- TEXTO DE ORIGEM
********************

Serra se lançou candidato, e dois pontos se destacam em seu discurso: o slogan "O Brasil pode mais" e a apresentação da imagem de que ele não tem interesse em dividir o país - ao contrário, parece, do que viria fazendo o atual governo (divisões entre pobres e ricos, negros e brancos, etc.). Me pergunto se esses dois eixos não se embananam. De todo jeito, mostram a peculiar situação política do candidato tucano.
Quanto ao lema da campanha, reproduzo trecho de artigo de Rafael Dubeux, do Instituto Alvorada:
"A candidatura do PSDB à Presidência foi lançada sob o slogan 'o Brasil pode mais'. À vista disso, é conveniente indagar se o Brasil teria podido mais se tivéssemos tido presidentes tucanos entre 2003 e 2010 [grifo meu]. É verdade que toda projeção desse tipo, uma espécie de futurologia do passado, está altamente sujeita a erros. O passado, afinal, não pode ser reconstruído. Apesar disso, podemos fazer um exercício. Conto com a participação de vocês para complementar.

********************

- DADOS EXTRAÍDOS
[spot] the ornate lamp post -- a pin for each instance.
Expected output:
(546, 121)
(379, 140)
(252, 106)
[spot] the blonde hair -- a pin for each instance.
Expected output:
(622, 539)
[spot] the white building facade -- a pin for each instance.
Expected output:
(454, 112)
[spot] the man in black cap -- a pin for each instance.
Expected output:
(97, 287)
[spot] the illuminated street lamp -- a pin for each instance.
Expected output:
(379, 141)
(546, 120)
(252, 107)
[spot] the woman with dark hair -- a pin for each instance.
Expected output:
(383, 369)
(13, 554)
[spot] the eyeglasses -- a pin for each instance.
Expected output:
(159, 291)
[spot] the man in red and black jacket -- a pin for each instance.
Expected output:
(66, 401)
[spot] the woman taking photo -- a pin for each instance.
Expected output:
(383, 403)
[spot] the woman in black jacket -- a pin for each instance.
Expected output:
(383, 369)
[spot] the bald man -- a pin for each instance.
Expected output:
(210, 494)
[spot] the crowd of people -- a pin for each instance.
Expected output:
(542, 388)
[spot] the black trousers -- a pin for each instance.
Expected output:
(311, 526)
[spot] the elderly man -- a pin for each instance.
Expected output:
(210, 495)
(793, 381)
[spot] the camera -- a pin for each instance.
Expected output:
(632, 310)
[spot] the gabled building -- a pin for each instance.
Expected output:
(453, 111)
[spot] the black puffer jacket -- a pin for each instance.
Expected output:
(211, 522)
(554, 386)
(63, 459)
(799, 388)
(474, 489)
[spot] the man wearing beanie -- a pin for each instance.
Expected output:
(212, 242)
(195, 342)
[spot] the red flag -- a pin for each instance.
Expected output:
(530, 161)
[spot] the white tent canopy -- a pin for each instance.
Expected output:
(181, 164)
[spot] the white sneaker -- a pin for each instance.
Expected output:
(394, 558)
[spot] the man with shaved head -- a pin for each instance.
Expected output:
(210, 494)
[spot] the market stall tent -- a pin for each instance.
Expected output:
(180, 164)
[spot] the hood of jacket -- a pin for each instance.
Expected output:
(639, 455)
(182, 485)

********************

- REQUISITOS DO EXERCÍCIO
a. Reproduza tudo nos registros, da linha que contém "[spot] the white sneaker" até o fim deles, com as solicitações incluídas. Desloque cada número das coordenadas nas respostas somando 117.
b. Dê sequência ao texto sobre o slogan "O Brasil pode mais" da candidatura de Serra, começando logo após a última frase apresentada.
O texto e os registros não têm nenhuma relação entre si.

- RESPOSTAS DO EXERCÍCIO
a.
[spot] the white sneaker -- a pin for each instance.
Expected output:
(511, 675)
[spot] the man with shaved head -- a pin for each instance.
Expected output:
(327, 611)
[spot] the market stall tent -- a pin for each instance.
Expected output:
(297, 281)
[spot] the hood of jacket -- a pin for each instance.
Expected output:
(756, 572)
(299, 602)

b.
É preciso recordar, primeiramente, um tema da moda naqueles tempos (2002): a Alca. Estávamos caminhando para assinar o acordo para liberalizar o comércio nas Américas, mas não o fluxo de pessoas. Mais do que isso: o acordo em discussão anulava as políticas de desenvolvimento brasileiro, já que impunha regras em compras governamentais, propriedade intelectual, serviços, investimentos, etc. (...) Sob governo pessedebista, provavelmente seríamos parte da Alca hoje."
E por aí vai o exercício, que trata de política externa e outros temas. Vale a pena lê-lo e prolongá-lo.
Cito de passagem um dos temas que Rafael propõe: o combate à corrupção. Claro, o "mensalão do DEM" fez, em tempos recentes, com que a oposição adotasse o discurso de que defesa da ética na política não é plataforma de campanha. Ou seja: como não será possível usar o "mensalão do PT" contra Dilma, não pensemos pequeno, e vamos discutir projetos para o país. Ou descobrirão que o financiamento ilegal de campanha por certo não se encontra entre aquilo que "nunca antes na história desse país...". Assim, a ética não será tema de campanha das duas candidaturas hoje mais fortes, mas convém perguntar se o Brasil teria "podido mais" nesse campo caso Serra e/ou Alckmin tivesse(m) sido eleito(s).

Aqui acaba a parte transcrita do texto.